Quoted text:
After compiling, you will find the trino-tpcds-435/ directory under trino/plugin/trino-tpcds/target/.

You can also directly download the precompiled trino-tpcds-435.tar.gz and extract it.

Deploying the TPCDS Connector

Place the trino-tpcds-435/ directory under the connectors/ directory in the deployment paths of all FE and BE nodes. (If it does not exist, you can create it manually).

├── bin
├── conf
├── connectors
│   ├── trino-tpcds-435
...

After deployment, it is recommended to restart the FE and BE nodes to ensure the Connector is loaded correctly.

Creating the TPCDS Catalog

CREATE CATALOG `tpcds` PROPERTIES (
"type" = "trino-connector",
"trino.connector.name" = "tpcds",
"trino.tpcds.split-count" = "32"

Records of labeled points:
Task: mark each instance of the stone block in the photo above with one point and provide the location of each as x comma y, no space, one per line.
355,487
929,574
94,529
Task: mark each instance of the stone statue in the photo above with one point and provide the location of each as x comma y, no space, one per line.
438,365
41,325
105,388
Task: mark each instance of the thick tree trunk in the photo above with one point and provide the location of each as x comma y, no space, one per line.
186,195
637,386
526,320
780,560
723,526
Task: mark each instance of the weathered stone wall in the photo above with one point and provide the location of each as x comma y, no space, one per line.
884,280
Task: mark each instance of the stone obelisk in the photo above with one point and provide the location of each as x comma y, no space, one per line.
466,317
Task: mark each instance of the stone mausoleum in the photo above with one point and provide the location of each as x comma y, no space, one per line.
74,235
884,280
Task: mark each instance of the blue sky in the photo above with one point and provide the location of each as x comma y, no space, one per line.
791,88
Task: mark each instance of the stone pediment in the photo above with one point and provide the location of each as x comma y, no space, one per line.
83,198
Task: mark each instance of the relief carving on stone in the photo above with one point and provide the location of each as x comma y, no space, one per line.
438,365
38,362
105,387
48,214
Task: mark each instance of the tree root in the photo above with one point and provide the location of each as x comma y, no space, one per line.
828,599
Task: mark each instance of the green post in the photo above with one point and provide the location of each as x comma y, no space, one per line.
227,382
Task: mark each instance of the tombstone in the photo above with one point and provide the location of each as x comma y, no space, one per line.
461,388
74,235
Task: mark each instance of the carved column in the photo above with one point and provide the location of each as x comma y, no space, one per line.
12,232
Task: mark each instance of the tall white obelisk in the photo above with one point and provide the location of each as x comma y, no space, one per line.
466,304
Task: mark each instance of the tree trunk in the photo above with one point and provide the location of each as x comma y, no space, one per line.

Instructions to follow:
Answer these from the TPCDS connector text:
1. In which directory does trino-tpcds-435/ show up after compiling?
2. Where should the trino-tpcds-435/ directory be placed on the FE and BE nodes?
3. What value does the catalog example give for "trino.tpcds.split-count"?

Answer to this exercise:
1. trino/plugin/trino-tpcds/target/
2. Under the connectors/ directory in the deployment paths of all FE and BE nodes.
3. "32"